This function generates each facility's score for a given act by computing the percent of columns related to that act that are missing data. Since this is a percentage of relevant columns that are missing data, **higher values mean more data is missing.**

* A score of **0** means that there is **no missing data**.
* A score of **100** means that **all relevant columns are missing data.**

Run this cell in order to prepare the analysis. It won't generate output other than a message that says "Ready".

In [None]:
# function that calculates the amount of missing data for the act in the intended columns; computes score and assigns to intended column
def calc_score(intended_columns, act, type_of_score):
  def labeler (row):
    total_missing = 0
    for col in intended_columns:
      # for the columns that are strings, check if they are null
      if col == "FAC_STATE" or col == "FAC_COUNTY":
        if pd.isnull(row[col]):
          total_missing = total_missing + 1
      # otherwise, check if they are not a number
      elif math.isnan(row[col]):
        total_missing = total_missing + 1
    return round((total_missing / len(intended_columns) * 100), 2)
  act[type_of_score] = act.apply(labeler, axis=1)

print("Ready")

### Basic Info Score
Run the score calculator for basic information for each facility EPA has in its database, including information on registry ID, facility latitude and longitude, facility county, and facility state. The resulting table shows only the relevant columns, and the computed score.

This may take a minute to run since we are calculating scores for over 1 million facilities.

In [None]:
calc_score(intended_columns["Basic Info"], full_echo_data, "Basic_Info_Score")
basic_info_columns_and_score = intended_columns["Basic Info"].copy()
basic_info_columns_and_score.append('Basic_Info_Score')

▸ DATA EXTRACT

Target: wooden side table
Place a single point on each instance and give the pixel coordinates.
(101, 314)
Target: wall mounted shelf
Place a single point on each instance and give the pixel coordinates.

▸ OBJECTIVE A
Translate this sentence from the missing-data score notebook into Spanish: "This may take a minute to run since we are calculating scores for over 1 million facilities."
▸ OBJECTIVE B
Write out a passage from the missing-data score notebook. Start at the words "act[type_of_score] = act.apply(labeler, axis=1)" and stop after "basic_info_columns_and_score.append('Basic_Info_Score')".
▸ OBJECTIVE C
In the missing-data score notebook, why does a higher score indicate more missing data rather than better data quality?

▸ FULL RESPONSE A
Esto puede tardar un minuto en ejecutarse, ya que estamos calculando puntuaciones para más de 1 millón de instalaciones.

▸ FULL RESPONSE B
act[type_of_score] = act.apply(labeler, axis=1)

print("Ready")

### Basic Info Score
Run the score calculator for basic information for each facility EPA has in its database, including information on registry ID, facility latitude and longitude, facility county, and facility state. The resulting table shows only the relevant columns, and the computed score.

This may take a minute to run since we are calculating scores for over 1 million facilities.

In [None]:
calc_score(intended_columns["Basic Info"], full_echo_data, "Basic_Info_Score")
basic_info_columns_and_score = intended_columns["Basic Info"].copy()
basic_info_columns_and_score.append('Basic_Info_Score')

▸ FULL RESPONSE C
The score is the percentage of an act's relevant columns that are missing data. A higher value therefore means a larger share of those columns is empty. A score of 0 means no data is missing, and 100 means all relevant columns are missing data.